§ PASSAGE GIVEN:
────────────────────
I have this thing. Which is quite annoying. You see, I’m incredibly accident prone. Which is funny because I’m the most paranoid, over-careful person you’ll meet. So it’s like I make myself fall over and fall off things and get sick.
I posted last week about my bout of super delightful tonsillitis which thankfully fucked off. However, I’ve since been left with a very tickly cough and resulting sore throat.
I gave up donuts and pizza’s and took up running to be HEALTHY and LOOK what it’s done to me??!!
Anyway. I ran/walked/cried for 20 miles on Sunday. OH came with me and ran for the first 6 before his knee gave in. I continued to mile 10 then turned back. Mile 8 was pretty brutal. I had one of my stitches that won’t go the fuck away. Then I got a bit pukey because I was trying to push through it. OH had caught me up walking by this point and was luckily on hand to clean me up and kick my arse into moving again.
At around mile 11, the humidity was getting to me. I was fucking miserable. The midgies were unbearable and for the first time in a long time I fucking HATED running. Hated it. Then a lovely man passed by, giving his daughter a piggy back as his misses pushed a pram and said “chin up,darlin, you’re doing well” and I had to wait 5 minutes until they’d passed so I could stop and sob and have a serious fucking word with myself.
────────────────────
§ JOBS:
(A) List every mile figure in the running post, in the order it appears.
(B) Write the next part of the running post, picking up right after its last sentence.

§ PROVIDED INFORMATION:
────────────────────
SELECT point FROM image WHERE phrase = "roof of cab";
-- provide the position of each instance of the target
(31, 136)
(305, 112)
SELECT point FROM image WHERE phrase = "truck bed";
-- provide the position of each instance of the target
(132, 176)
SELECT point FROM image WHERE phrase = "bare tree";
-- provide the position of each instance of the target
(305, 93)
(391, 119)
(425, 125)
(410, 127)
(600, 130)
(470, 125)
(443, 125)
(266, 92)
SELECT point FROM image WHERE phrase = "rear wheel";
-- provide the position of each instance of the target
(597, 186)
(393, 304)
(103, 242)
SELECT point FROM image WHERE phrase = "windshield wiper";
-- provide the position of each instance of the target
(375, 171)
────────────────────
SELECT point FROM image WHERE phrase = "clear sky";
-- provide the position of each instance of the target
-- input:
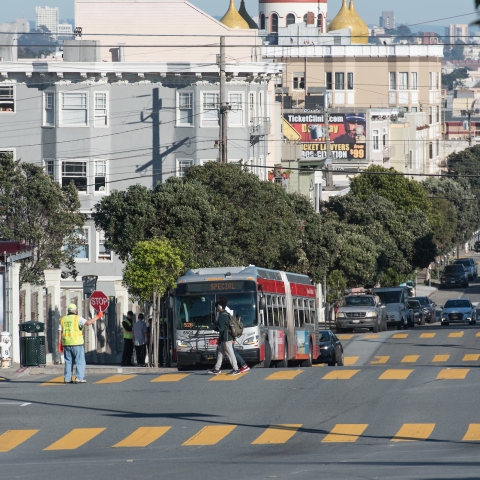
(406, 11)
────────────────────
§ RESULTS OF THE EXERCISE:
(A) 20, 6, 10, 8, 11

(B)
When times get tough (and they got very fucking tough that day…) a wise chap I know has given me a few techniques to try and get myself to HTFU. So. Serveral shouty swears at myself, some serious reminding myself of how lucky I am to even be able to run in the first place, and I was on my way again. Around mile 13, I stumbled upon OH again who was freezing and waiting for me. He had really fucked his knee so was in no position to run back with me. He walked and I ran/jog/walked and eventually after 20.1 miles and 4hrs 12 mins, I got home.
I hurt. I had really given that last few miles everything. But I had smashed the big mental barrier I’d built for myself from day 1. My legs were actually ok. My hip wasn’t but fuck it. I’d only have 6.1 more miles to go on the day. AND I’m ahead of sweeper bus pace…
Monday arrived and myself and OH departed for 4 days in the highlands for our joint birthday. Mountain bikes strapped to the back of the car, suitcases full of kit. Perfect.
Except I’m Bean. Which inevitably means that something will go tits up.
I’m a very nervous cyclist and after 15 years of very little bike action, I’ve recently rekindled my love of it. Albeit very slowly and not too steep, please.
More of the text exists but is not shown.